## GOAL
Print, word for word, the stretch of the forum thread that opens with the words containing "Craigslist is probably" and closes with "for other suggestions.".

## SOURCE DOCUMENT

# Trying to Sell a CycleOps 300 Indoor Trainer: Thoughts on Where to Try?



## AlphaDogCycling (Sep 18, 2011)

I've been trying (so far without success) to sell my CycleOps 300 Indoor Trainer, so I'm hoping to lean on the wisdom of crowds for ideas.

I've tried:

Craigslist
Posting at my local Athletic Club
Posting in the RoadbikeReview Classifieds


Any thoughts on where else I should try? Given the weight (~140 lbs), this is a local pickup only item for the Bay Area.


----------



## plantdude (Sep 29, 2011)

How much?


----------



## AlphaDogCycling (Sep 18, 2011)

$1,100 - inclined Joule 3, look Keo pedals, flite gel flow saddle + cycleops saddle


----------



## NJBiker72 (Jul 9, 2011)

Craigslist is probably the best. For pick up only. Although asking this question on here is a pretty good classified in its own unofficial way.


----------



## AlphaDogCycling (Sep 18, 2011)

Tried Craigslist, but no takers, so was looking for other suggestions.


----------



## Cyclin Dan (Sep 24, 2011)

I'll buy it, if you'll ship it to Utah.


----------



## Sworker (Jul 22, 2010)

Yup, too much $$ for craigslist. Also, while I know that is a great $2k trainer, those new ones advertised all over the place with the google maps can be had for the same price brand new. if you lower to $500 I will come and get it today and you can keep the Look pedals.


----------

[Pointing entries for labeled objects]
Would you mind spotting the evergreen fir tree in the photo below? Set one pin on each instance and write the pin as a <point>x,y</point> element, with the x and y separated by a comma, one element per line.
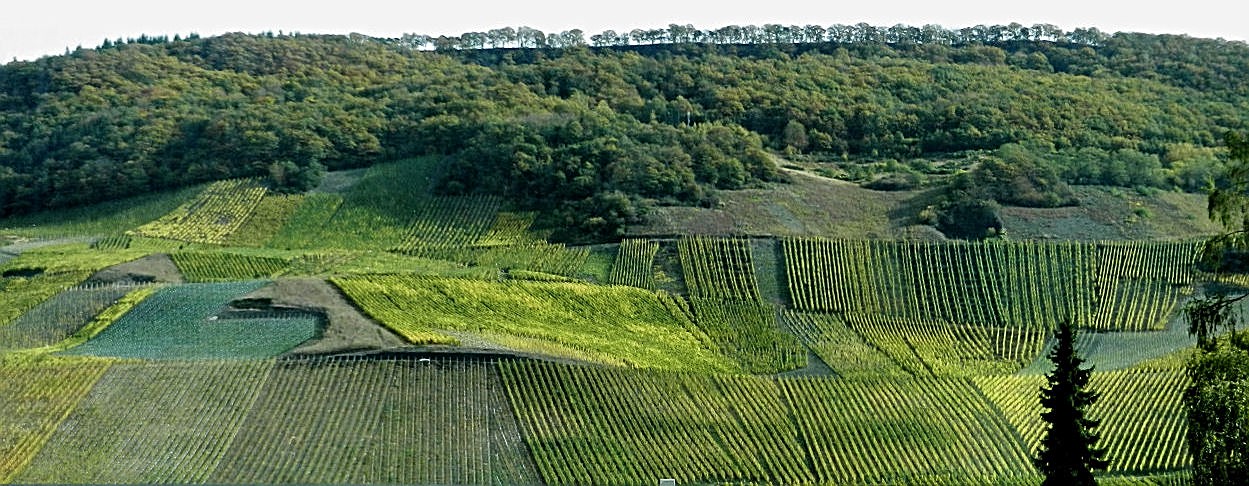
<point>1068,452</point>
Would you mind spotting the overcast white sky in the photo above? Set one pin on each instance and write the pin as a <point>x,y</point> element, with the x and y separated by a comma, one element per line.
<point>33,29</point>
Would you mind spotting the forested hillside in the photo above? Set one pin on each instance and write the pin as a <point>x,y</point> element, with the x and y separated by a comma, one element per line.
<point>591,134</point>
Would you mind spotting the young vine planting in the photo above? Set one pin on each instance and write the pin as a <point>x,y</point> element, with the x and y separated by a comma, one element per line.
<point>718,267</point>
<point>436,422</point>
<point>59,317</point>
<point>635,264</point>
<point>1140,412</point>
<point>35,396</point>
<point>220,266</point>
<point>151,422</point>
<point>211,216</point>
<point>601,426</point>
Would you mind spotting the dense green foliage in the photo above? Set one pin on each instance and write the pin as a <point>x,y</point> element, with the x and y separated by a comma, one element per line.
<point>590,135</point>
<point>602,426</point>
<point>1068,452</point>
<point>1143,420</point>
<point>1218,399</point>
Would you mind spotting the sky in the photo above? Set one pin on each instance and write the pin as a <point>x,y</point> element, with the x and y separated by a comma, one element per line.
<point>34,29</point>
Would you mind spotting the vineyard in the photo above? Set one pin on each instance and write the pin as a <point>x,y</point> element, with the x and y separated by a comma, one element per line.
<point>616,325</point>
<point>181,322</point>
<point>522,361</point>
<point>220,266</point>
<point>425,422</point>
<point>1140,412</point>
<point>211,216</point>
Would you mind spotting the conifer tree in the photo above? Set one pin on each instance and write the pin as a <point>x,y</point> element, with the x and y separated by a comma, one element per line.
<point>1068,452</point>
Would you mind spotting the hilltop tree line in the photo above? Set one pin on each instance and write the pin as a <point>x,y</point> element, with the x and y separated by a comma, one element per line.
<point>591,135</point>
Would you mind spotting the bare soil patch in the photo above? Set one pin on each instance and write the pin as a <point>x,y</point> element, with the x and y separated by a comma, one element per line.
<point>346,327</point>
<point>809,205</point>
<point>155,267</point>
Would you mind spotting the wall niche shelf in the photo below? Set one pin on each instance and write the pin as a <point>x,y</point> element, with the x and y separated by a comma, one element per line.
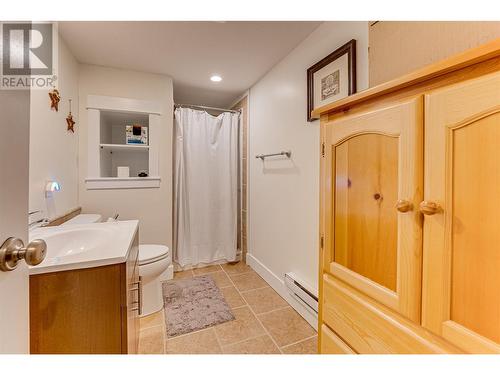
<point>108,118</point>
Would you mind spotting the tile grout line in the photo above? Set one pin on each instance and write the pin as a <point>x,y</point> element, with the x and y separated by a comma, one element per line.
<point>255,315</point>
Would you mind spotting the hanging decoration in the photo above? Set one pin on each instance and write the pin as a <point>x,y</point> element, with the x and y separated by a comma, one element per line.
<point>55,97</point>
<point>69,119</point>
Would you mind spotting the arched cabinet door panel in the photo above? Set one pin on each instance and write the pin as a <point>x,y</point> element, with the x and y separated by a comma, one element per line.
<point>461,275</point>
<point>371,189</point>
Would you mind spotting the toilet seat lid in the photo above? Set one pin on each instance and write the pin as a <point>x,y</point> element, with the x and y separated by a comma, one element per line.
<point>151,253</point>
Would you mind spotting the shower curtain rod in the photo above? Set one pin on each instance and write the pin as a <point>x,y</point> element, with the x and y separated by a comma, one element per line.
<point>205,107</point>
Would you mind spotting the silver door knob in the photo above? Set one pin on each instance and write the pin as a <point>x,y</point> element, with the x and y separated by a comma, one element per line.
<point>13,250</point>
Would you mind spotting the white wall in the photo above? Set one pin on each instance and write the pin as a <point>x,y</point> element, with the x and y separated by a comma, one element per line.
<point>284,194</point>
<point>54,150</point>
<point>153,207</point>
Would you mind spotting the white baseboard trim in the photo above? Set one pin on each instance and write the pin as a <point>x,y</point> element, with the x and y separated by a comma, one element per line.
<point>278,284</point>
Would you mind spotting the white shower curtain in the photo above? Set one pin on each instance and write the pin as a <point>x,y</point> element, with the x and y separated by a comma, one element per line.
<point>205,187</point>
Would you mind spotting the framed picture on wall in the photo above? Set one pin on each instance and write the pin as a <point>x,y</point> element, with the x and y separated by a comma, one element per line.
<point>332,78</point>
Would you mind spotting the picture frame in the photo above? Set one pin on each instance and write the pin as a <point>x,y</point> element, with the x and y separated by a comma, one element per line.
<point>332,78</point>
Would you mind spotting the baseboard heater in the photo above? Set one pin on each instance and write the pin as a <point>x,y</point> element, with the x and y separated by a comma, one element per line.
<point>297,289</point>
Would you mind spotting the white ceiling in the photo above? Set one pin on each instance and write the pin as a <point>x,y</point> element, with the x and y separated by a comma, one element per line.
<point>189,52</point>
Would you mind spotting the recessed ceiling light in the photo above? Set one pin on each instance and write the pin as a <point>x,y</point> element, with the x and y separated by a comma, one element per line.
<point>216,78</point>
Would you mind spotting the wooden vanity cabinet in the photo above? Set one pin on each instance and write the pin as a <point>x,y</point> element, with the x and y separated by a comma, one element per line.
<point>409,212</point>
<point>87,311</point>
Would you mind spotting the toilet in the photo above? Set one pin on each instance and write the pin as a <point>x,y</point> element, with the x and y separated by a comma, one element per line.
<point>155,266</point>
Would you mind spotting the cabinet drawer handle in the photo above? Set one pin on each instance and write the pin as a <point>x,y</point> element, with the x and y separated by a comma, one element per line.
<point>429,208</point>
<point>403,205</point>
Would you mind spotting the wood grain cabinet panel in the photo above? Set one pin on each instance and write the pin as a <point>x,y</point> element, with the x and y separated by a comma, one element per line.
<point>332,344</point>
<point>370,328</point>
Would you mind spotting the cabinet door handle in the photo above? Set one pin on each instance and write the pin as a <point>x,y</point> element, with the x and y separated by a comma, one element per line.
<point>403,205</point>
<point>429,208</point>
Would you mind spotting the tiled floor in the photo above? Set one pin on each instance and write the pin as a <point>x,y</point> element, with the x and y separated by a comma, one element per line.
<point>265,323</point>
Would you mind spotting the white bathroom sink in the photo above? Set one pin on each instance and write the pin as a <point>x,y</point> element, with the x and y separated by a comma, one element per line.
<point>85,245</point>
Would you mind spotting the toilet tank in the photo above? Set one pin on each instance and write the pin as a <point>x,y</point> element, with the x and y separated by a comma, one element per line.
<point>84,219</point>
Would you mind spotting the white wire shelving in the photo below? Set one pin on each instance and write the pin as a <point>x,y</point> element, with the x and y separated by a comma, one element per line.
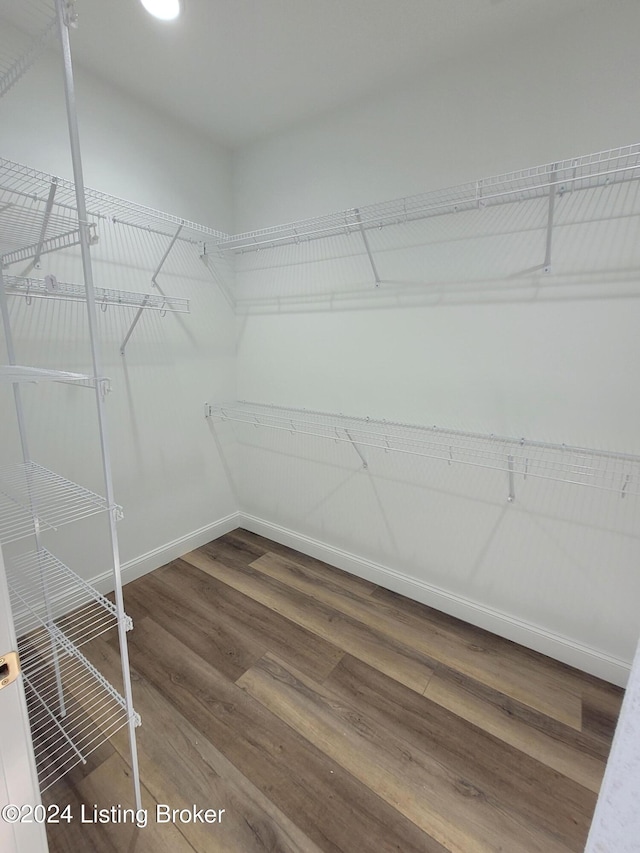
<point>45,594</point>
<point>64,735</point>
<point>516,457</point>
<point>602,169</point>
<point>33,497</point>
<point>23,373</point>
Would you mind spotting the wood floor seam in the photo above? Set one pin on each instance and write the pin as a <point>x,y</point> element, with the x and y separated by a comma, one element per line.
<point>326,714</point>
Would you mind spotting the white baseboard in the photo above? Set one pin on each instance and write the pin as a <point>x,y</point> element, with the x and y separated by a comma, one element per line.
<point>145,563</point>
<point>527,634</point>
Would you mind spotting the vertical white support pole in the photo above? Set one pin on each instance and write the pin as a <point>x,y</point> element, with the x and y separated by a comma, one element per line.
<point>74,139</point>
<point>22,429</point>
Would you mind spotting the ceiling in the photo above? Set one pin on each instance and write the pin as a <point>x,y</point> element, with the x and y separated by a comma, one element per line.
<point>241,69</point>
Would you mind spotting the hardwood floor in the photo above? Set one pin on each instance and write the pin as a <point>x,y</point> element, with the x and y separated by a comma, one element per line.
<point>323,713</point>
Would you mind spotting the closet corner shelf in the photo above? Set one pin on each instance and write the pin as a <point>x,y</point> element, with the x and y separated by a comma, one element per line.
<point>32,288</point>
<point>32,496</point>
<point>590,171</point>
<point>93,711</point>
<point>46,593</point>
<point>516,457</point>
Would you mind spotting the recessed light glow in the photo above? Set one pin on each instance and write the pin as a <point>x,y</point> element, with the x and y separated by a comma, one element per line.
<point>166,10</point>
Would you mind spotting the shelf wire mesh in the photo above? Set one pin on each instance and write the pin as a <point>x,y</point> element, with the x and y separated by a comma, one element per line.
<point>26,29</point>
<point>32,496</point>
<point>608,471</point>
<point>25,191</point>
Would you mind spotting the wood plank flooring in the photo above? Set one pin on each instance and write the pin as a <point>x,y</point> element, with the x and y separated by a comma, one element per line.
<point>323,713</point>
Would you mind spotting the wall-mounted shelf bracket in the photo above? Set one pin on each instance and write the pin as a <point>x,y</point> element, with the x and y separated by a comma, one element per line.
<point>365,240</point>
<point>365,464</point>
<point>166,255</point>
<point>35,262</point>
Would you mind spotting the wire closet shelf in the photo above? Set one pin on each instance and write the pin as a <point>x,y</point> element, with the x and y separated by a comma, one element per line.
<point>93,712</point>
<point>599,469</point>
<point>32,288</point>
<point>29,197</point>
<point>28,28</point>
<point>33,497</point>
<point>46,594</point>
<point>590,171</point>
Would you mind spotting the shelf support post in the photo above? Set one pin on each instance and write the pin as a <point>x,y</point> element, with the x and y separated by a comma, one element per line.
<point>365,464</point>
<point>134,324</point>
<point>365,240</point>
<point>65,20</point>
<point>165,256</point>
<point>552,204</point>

## SOLUTION TO THIS PROBLEM
Craigslist is probably the best. For pick up only. Although asking this question on here is a pretty good classified in its own unofficial way.


----------



## AlphaDogCycling (Sep 18, 2011)

Tried Craigslist, but no takers, so was looking for other suggestions.